▶ _SHORT PROBLEM_
Could you repeat the records below exactly, leaving out any pictures?

(Image location labeling entries)
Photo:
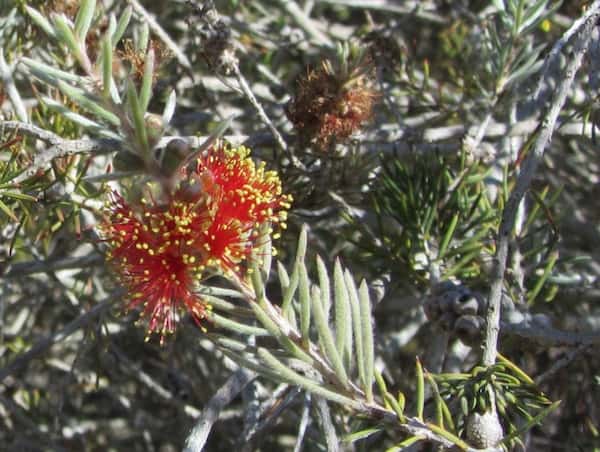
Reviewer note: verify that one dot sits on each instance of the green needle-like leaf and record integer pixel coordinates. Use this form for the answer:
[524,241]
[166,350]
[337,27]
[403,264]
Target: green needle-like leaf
[147,78]
[326,337]
[304,299]
[420,389]
[367,338]
[106,67]
[84,19]
[81,97]
[356,327]
[121,26]
[41,21]
[308,384]
[343,316]
[137,115]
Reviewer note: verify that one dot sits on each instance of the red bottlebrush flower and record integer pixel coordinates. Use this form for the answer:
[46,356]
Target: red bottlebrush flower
[152,255]
[209,224]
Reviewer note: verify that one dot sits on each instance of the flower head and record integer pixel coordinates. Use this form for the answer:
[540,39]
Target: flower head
[208,224]
[334,101]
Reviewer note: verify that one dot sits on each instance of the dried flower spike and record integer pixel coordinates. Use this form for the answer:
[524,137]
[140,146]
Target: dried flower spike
[333,101]
[160,248]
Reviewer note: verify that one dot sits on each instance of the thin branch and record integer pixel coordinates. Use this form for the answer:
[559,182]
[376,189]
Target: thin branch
[326,424]
[162,34]
[549,337]
[23,359]
[544,134]
[304,22]
[31,267]
[420,9]
[569,357]
[197,438]
[553,55]
[304,422]
[258,107]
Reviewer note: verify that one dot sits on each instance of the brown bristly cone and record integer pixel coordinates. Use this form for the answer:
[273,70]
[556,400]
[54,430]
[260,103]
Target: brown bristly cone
[332,103]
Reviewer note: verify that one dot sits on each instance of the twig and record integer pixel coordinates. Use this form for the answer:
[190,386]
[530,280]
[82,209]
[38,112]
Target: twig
[270,411]
[197,438]
[28,268]
[304,22]
[162,34]
[560,43]
[563,362]
[304,422]
[326,424]
[261,112]
[549,337]
[529,168]
[146,379]
[418,9]
[44,344]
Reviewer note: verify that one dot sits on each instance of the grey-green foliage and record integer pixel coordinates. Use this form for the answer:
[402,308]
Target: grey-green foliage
[97,92]
[323,330]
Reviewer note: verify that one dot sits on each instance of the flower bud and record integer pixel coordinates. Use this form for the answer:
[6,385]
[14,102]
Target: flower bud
[127,161]
[155,127]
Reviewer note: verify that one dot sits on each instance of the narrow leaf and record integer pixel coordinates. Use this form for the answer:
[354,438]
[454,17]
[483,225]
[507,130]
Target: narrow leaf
[138,118]
[343,316]
[84,19]
[143,36]
[288,375]
[326,337]
[325,287]
[7,211]
[234,326]
[146,87]
[92,105]
[367,338]
[121,26]
[356,326]
[304,299]
[170,107]
[106,67]
[41,21]
[49,73]
[420,389]
[64,33]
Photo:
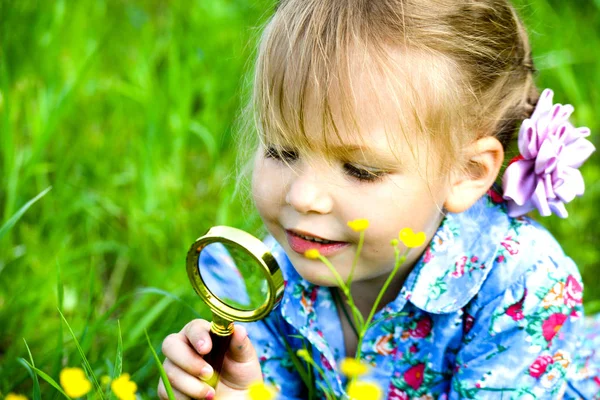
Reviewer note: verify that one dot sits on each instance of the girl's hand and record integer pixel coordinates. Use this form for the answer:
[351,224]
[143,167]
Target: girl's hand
[187,370]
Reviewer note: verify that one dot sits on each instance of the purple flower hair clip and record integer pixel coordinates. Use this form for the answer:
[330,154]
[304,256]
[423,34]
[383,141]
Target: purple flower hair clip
[546,176]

▶ _ANSWER FOR THE TASK_
Photo:
Reviewer note: verify that one dot sits on each instance of the green needle-like leaf and record integer pixel coordinates. Use this form for the answer:
[524,241]
[166,350]
[337,27]
[403,264]
Target: green needle-like leaf
[147,78]
[326,337]
[304,299]
[420,389]
[367,338]
[106,67]
[84,19]
[81,97]
[356,327]
[121,26]
[41,21]
[308,384]
[343,316]
[137,115]
Reviewer note: verify that one dot sits on each instance of the red bottlebrush flower and record integer pixel coordinates. Use this form for the answer:
[46,356]
Target: red bottlebrush flower
[152,255]
[209,224]
Reviewer note: verify that one dot sits on each instance of the flower head and record integer pixel coordinates. Use this form for the answer:
[540,39]
Target: flower head
[208,224]
[334,101]
Reviewer note: verify that one dot sits on each instance of the dried flower spike and record integer pixel coordinates. Use this form for the answer:
[524,137]
[140,146]
Target: dried flower spike
[333,101]
[160,248]
Reviewer note: verify that one dot sits on each instance of the thin branch and record integer pixel coordinates. Use this form for the answer:
[559,182]
[376,189]
Target: thin branch
[326,424]
[162,34]
[549,337]
[23,359]
[544,134]
[304,22]
[31,267]
[420,9]
[569,357]
[197,438]
[553,55]
[304,422]
[258,107]
Reviewer note: verify that one dot sits on each instance of the brown bristly cone and record integer pixel coordinates. Use this form for the answer:
[273,70]
[556,400]
[54,430]
[260,103]
Target: brown bristly cone
[332,103]
Reviewer note: verify that one dot sits on each instance of the twig and record integer pixel coordinates. Use this form for the answer:
[190,386]
[530,280]
[82,209]
[38,112]
Target: twig
[270,411]
[197,438]
[28,268]
[304,22]
[162,34]
[560,43]
[563,362]
[304,422]
[326,424]
[261,112]
[549,337]
[529,168]
[146,379]
[418,9]
[44,344]
Reviewer note: verify that one dot sits on each instance of the grey-green foliage and record integer pixel coordinates. Use this form for the answer:
[402,308]
Target: grey-green foliage
[97,92]
[323,330]
Reviewer note: verify that one dot sits on each instance of the flower bud and record integer pixel coordinates. Use this form for the answer:
[6,385]
[14,102]
Target: flower bud
[127,161]
[155,127]
Reviewer note: verify that one dot sits on each instance of the narrow leaf and record integer pixel coordinates. Use this form for the answer:
[354,438]
[454,17]
[483,225]
[507,130]
Target: narrow leaf
[138,118]
[343,316]
[84,19]
[143,36]
[288,375]
[326,337]
[325,287]
[7,211]
[234,326]
[146,87]
[92,105]
[367,338]
[121,26]
[356,326]
[304,299]
[170,107]
[106,67]
[41,21]
[49,73]
[420,389]
[64,33]
Photo:
Reviewer note: verify that one dot sits on each instance of the girl's hand and record integer pixel coordinates. Use this form for the answer:
[351,224]
[143,167]
Target: girl's hand
[187,370]
Reviewer note: verify that one dot sits on each instance of the purple flower hair clip and record integer pixel coordinates. Use this form for the answer:
[330,154]
[304,256]
[423,34]
[383,141]
Target: purple flower hair clip
[546,176]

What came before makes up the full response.